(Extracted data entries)
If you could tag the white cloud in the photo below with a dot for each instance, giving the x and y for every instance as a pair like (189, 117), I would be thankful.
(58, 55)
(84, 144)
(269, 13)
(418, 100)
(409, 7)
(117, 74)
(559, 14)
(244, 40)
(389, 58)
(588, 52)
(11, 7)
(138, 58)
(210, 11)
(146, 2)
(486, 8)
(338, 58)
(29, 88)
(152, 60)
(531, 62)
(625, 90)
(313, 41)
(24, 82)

What is needed |
Copy every row above character for character, keeping each line as it stands.

Solution to the problem |
If you could tag the white cloud in the photo below with a dot for each instance, giving the x and y for every instance as a pair like (189, 117), I would be thankful.
(58, 55)
(84, 144)
(269, 13)
(418, 100)
(409, 7)
(117, 74)
(559, 14)
(244, 40)
(389, 58)
(588, 52)
(11, 7)
(138, 58)
(210, 11)
(146, 2)
(486, 8)
(338, 58)
(29, 88)
(152, 60)
(531, 62)
(625, 90)
(313, 41)
(24, 82)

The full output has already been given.